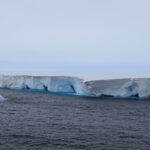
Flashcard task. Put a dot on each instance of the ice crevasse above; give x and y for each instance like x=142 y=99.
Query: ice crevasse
x=58 y=84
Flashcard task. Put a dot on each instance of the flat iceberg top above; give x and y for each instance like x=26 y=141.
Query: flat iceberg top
x=121 y=87
x=57 y=84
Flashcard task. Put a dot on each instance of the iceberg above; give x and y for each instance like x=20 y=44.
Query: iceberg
x=121 y=87
x=57 y=84
x=2 y=98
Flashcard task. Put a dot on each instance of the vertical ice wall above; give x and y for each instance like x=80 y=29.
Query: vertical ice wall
x=59 y=84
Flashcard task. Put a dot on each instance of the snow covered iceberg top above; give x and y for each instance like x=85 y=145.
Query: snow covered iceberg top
x=121 y=87
x=2 y=98
x=58 y=84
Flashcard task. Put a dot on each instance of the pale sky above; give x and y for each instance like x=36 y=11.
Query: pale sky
x=92 y=39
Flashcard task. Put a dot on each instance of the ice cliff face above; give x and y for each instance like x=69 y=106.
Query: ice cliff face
x=2 y=98
x=120 y=88
x=69 y=85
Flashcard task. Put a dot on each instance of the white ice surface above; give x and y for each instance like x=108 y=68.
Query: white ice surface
x=2 y=98
x=58 y=84
x=121 y=87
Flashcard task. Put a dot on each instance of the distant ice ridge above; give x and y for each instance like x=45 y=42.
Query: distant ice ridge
x=121 y=88
x=58 y=84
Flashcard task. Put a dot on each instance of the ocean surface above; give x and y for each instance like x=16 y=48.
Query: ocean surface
x=43 y=121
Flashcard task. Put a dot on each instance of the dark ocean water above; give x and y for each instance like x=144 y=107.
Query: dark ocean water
x=42 y=121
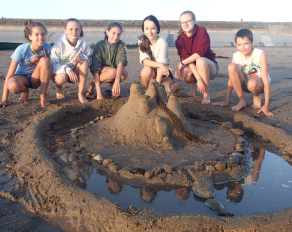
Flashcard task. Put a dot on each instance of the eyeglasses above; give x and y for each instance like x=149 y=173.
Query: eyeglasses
x=186 y=23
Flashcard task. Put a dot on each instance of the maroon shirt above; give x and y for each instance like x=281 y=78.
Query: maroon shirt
x=198 y=43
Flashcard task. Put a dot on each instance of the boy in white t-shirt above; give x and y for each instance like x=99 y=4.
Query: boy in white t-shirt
x=248 y=73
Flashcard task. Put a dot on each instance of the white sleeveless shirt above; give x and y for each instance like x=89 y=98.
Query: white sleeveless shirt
x=250 y=67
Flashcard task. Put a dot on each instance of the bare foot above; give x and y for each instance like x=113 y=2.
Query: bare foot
x=23 y=97
x=206 y=99
x=89 y=95
x=82 y=99
x=44 y=102
x=241 y=104
x=59 y=94
x=257 y=101
x=193 y=91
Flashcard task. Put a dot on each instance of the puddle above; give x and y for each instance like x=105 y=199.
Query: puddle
x=267 y=188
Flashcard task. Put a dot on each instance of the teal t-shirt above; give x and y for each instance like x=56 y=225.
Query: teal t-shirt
x=22 y=55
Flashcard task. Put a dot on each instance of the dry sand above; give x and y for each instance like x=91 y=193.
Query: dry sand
x=46 y=191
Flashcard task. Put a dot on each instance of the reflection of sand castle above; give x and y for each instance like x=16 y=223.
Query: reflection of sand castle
x=150 y=119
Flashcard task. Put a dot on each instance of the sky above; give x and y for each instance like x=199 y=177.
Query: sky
x=205 y=10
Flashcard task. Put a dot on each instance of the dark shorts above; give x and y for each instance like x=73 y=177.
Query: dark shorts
x=245 y=81
x=28 y=78
x=217 y=68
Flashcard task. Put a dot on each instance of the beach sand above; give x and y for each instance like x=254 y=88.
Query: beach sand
x=19 y=146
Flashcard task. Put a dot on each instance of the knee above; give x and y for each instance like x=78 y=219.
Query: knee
x=232 y=68
x=201 y=63
x=45 y=61
x=146 y=72
x=184 y=74
x=60 y=79
x=84 y=65
x=13 y=87
x=252 y=85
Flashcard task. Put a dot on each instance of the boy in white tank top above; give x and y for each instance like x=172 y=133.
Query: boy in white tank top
x=248 y=73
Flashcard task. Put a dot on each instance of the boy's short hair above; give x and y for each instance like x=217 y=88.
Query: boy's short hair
x=244 y=33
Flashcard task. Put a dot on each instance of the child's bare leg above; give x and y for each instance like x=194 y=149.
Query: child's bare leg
x=41 y=77
x=167 y=82
x=59 y=80
x=255 y=85
x=236 y=77
x=147 y=74
x=82 y=71
x=176 y=88
x=206 y=69
x=18 y=84
x=90 y=92
x=187 y=76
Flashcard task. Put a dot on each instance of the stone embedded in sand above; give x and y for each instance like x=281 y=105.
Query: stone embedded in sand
x=148 y=174
x=199 y=167
x=161 y=127
x=107 y=162
x=168 y=169
x=214 y=204
x=237 y=131
x=98 y=158
x=113 y=168
x=224 y=213
x=220 y=167
x=204 y=188
x=240 y=149
x=227 y=125
x=238 y=155
x=210 y=168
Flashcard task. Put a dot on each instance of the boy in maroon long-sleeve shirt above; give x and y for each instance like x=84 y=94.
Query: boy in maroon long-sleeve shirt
x=198 y=64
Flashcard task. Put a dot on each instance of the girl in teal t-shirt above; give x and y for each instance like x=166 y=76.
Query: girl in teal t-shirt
x=30 y=65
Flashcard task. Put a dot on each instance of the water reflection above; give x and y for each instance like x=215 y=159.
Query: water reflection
x=261 y=191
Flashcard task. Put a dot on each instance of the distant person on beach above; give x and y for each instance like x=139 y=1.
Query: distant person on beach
x=108 y=62
x=248 y=73
x=30 y=65
x=71 y=56
x=153 y=51
x=198 y=64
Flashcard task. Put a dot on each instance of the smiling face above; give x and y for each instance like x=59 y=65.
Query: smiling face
x=187 y=23
x=245 y=46
x=114 y=35
x=150 y=30
x=38 y=36
x=72 y=31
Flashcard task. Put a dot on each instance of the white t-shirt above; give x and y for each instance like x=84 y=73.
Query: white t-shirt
x=252 y=67
x=159 y=52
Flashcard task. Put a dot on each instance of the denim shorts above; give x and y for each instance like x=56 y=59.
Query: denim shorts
x=217 y=68
x=27 y=76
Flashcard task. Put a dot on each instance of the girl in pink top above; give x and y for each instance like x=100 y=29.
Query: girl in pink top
x=198 y=64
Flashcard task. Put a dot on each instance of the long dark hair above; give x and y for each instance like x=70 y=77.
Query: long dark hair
x=145 y=42
x=111 y=25
x=29 y=25
x=77 y=21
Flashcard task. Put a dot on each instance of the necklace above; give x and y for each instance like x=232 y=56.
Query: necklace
x=249 y=63
x=35 y=52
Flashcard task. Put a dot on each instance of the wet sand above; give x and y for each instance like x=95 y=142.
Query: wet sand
x=17 y=147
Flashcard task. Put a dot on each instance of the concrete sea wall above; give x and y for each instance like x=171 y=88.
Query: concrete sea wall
x=221 y=33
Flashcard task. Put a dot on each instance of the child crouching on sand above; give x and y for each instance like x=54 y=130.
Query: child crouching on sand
x=153 y=51
x=30 y=65
x=108 y=62
x=71 y=56
x=248 y=73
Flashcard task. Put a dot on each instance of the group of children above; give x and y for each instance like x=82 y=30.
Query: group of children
x=33 y=64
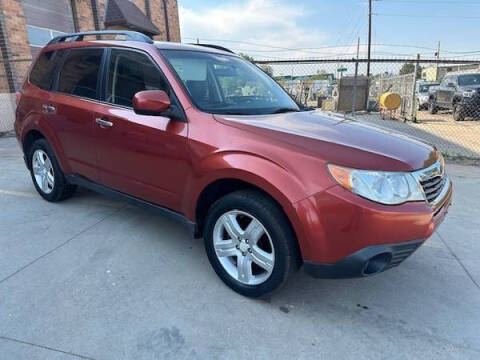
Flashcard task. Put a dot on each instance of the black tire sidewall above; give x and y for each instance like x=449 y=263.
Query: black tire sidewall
x=268 y=214
x=59 y=179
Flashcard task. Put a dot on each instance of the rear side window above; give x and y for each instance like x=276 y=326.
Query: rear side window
x=42 y=74
x=80 y=72
x=131 y=72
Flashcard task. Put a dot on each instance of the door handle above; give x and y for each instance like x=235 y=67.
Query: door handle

_Exercise description_
Omit the pictures. Output every record above word for word.

_Full response_
Flashcard task. Put a dot on each instance of the ice crevasse above; give x and y for each instance like x=142 y=99.
Query: ice crevasse
x=58 y=84
Flashcard task. Put a dot on each instance of the flat iceberg top above; give x and y for each instance like x=26 y=141.
Query: flat iceberg top
x=121 y=87
x=57 y=84
Flashcard task. Put a dot on each instance of the iceberg above; give x and y for each instance like x=20 y=44.
Query: iceberg
x=121 y=87
x=57 y=84
x=2 y=98
Flashcard task. Put a dot on each instance of the vertical ice wall above; give x and y for each instance like x=80 y=29.
Query: vertical ice wall
x=59 y=84
Flashcard task. Put a dot on each instance of the snow covered iceberg top above; give x and y for each instance like x=85 y=145.
Query: snow covered iceberg top
x=121 y=87
x=2 y=98
x=58 y=84
Flashcard task. Put a dot on each instance of the pale sky above; give x and y for each instance like x=36 y=11.
Query: pale sky
x=92 y=39
Flashcard task. Put a dot on each instance of the ice cliff face above; give x and y for each instance like x=69 y=106.
Query: ice cliff face
x=2 y=98
x=120 y=88
x=69 y=85
Flashcard task. Put a dot on each instance of the white ice surface above; give x and y for each instance like x=108 y=68.
Query: white ice surface
x=2 y=98
x=58 y=84
x=121 y=87
Flashcard task. Put a dot on each instance of the distant ice ridge above; give x and y for each instance like x=45 y=42.
Query: distant ice ridge
x=121 y=88
x=58 y=84
Flashcard task. Put a dot on each instance of the ocean surface above; give x and y for each instance like x=16 y=48.
Query: ocean surface
x=43 y=121
Flashcard task. Put a dot on each instance of the dark ocean water above; give x and y for each instance like x=144 y=107.
Query: dark ocean water
x=42 y=121
Flashcard task. Put a dot on each instance of the eyeglasses above; give x and y for each instance like x=149 y=173.
Query: eyeglasses
x=186 y=23
Flashcard task. Put a dot on each instance of the maroon shirt above; give x and y for each instance like x=281 y=78.
Query: maroon shirt
x=198 y=43
Flashcard task. Put a dot on each instance of the boy in white t-shirt above; give x and y for each instance like x=99 y=4.
Query: boy in white t-shirt
x=248 y=73
Flashcard task. Put a dot on each instance of the white sleeveless shirt above; give x and y for each instance like x=89 y=98.
Query: white sleeveless shirt
x=250 y=67
Flashcard task. Put a dot on each instance of the bare foot above; give x and y for each instance like x=113 y=2.
Query: bare foot
x=23 y=97
x=206 y=99
x=89 y=95
x=82 y=99
x=44 y=102
x=241 y=104
x=59 y=94
x=257 y=101
x=193 y=91
Flashcard task. Put a dot on each instance of the puddle above; give x and y for each instance like x=105 y=199.
Query: puddle
x=267 y=188
Flashcard task. Put a dot on each instance of the teal t-shirt above; give x and y for each instance like x=56 y=225.
Query: teal t-shirt
x=22 y=55
Flashcard task. Put a dot on each instance of the dry sand above; give x and y for each instance like x=91 y=193.
Query: dry sand
x=46 y=191
Flashcard task. Put a dot on each instance of the reflection of sand castle above; give x and y for each instance like x=16 y=223.
Query: reflection of sand castle
x=150 y=119
Flashcard task. Put a dot on each instance of the sky above; give x and y for each instance like x=199 y=177.
Query: sky
x=205 y=10
Flashcard task. Put a dot on each instance of the dark shorts above; give x and y for each instance like x=73 y=177.
Query: dark shorts
x=245 y=81
x=28 y=78
x=217 y=68
Flashcard task. Put a dot on each instance of the beach sand above; give x and y for each instance like x=254 y=88.
Query: beach sand
x=19 y=146
Flashcard task. Put a dot on each instance of the knee above; give x and y for each instance like x=78 y=219.
Query: knee
x=232 y=68
x=201 y=63
x=45 y=61
x=146 y=72
x=184 y=74
x=60 y=79
x=84 y=65
x=13 y=87
x=252 y=85
Flashcard task. Put a dot on each instance of the boy in white tank top above; give x and y for each instance like x=172 y=133.
Query: boy in white tank top
x=248 y=73
Flashcard task. Put a dot on each instance of the boy's short hair above; give x and y for each instance like x=217 y=88.
Query: boy's short hair
x=244 y=33
Flashcard task. Put a dot on each instance of the child's bare leg above; give x and y for each instance like x=194 y=149.
Query: child's bare leg
x=41 y=77
x=167 y=82
x=59 y=80
x=255 y=85
x=236 y=77
x=147 y=74
x=82 y=71
x=176 y=88
x=206 y=69
x=18 y=84
x=90 y=92
x=187 y=76
Flashcard task. Put a dot on each instance of the stone embedded in sand above; give x and y for each instance like x=281 y=105.
Query: stone embedded in sand
x=148 y=174
x=199 y=167
x=161 y=127
x=107 y=162
x=168 y=169
x=214 y=204
x=237 y=131
x=98 y=158
x=113 y=168
x=224 y=213
x=220 y=167
x=204 y=188
x=240 y=149
x=227 y=125
x=238 y=155
x=210 y=168
Flashcard task. Put a dot on each instance of the boy in maroon long-sleeve shirt above; give x and y for each instance like x=84 y=94.
Query: boy in maroon long-sleeve shirt
x=198 y=64
Flashcard task. Put a dot on each instance of the girl in teal t-shirt above; give x and y for each instance like x=166 y=76.
Query: girl in teal t-shirt
x=30 y=65
Flashcard task. Put a dot on each instance of the water reflection above; give x and y for each instance like x=215 y=159.
Query: water reflection
x=261 y=191
Flashcard task. Put a dot on each instance of the distant person on beach above; give x and y for each instance like x=139 y=1.
Query: distant person on beach
x=108 y=62
x=248 y=73
x=30 y=65
x=71 y=56
x=153 y=51
x=198 y=64
Flashcard task. Put a dot on each instance of the smiling face above; give x and y for each instance like x=59 y=65.
Query: smiling face
x=187 y=23
x=245 y=46
x=114 y=35
x=150 y=30
x=38 y=36
x=72 y=31
Flashcard task. Put a dot on each instance of the white t-shirt above; give x and y for each instance like x=84 y=73.
Query: white t-shirt
x=252 y=67
x=159 y=52
Flashcard task. Put a dot on each instance of the denim shorts above; give x and y for each instance like x=56 y=59.
Query: denim shorts
x=217 y=68
x=27 y=76
Flashcard task. Put a dot on each instance of the girl in pink top above; give x and y for each instance like x=100 y=29.
Query: girl in pink top
x=198 y=64
Flashcard task. Put a dot on each instance of the long dark hair above; give x and y for each instance like x=70 y=77.
Query: long dark hair
x=145 y=42
x=111 y=25
x=29 y=25
x=77 y=21
Flashcard task. Put a dot on each instance of the necklace above; give x and y for each instance like x=232 y=56.
Query: necklace
x=249 y=63
x=35 y=52
Flashcard task. Put a dot on each instance of the wet sand above; give x and y for each instance like x=95 y=142.
Query: wet sand
x=17 y=147
Flashcard task. Put a dot on each instance of the concrete sea wall above; give x and y for each instance like x=171 y=88.
Query: concrete sea wall
x=221 y=33
Flashcard task. Put a dot on each instance of the child crouching on sand above; give x and y for each instance like x=54 y=130.
Query: child crouching on sand
x=153 y=51
x=30 y=65
x=108 y=62
x=71 y=56
x=248 y=73
Flashcard task. Put a dot on each instance of the group of children above; give x and y for each instance like x=82 y=30.
Query: group of children
x=33 y=64
Flashcard task. Put a dot on each instance of the black tire sidewall above; give x and y for each instance like x=449 y=263.
Query: black tire sidewall
x=268 y=214
x=59 y=179
Flashcard task. Put a dot on each instance of the rear side window above; give x and y for each instance like x=276 y=326.
Query: rear side window
x=42 y=74
x=80 y=72
x=131 y=72
Flashcard task. Put a dot on each instance of the door handle above; give x and y for each instance like x=235 y=67.
Query: door handle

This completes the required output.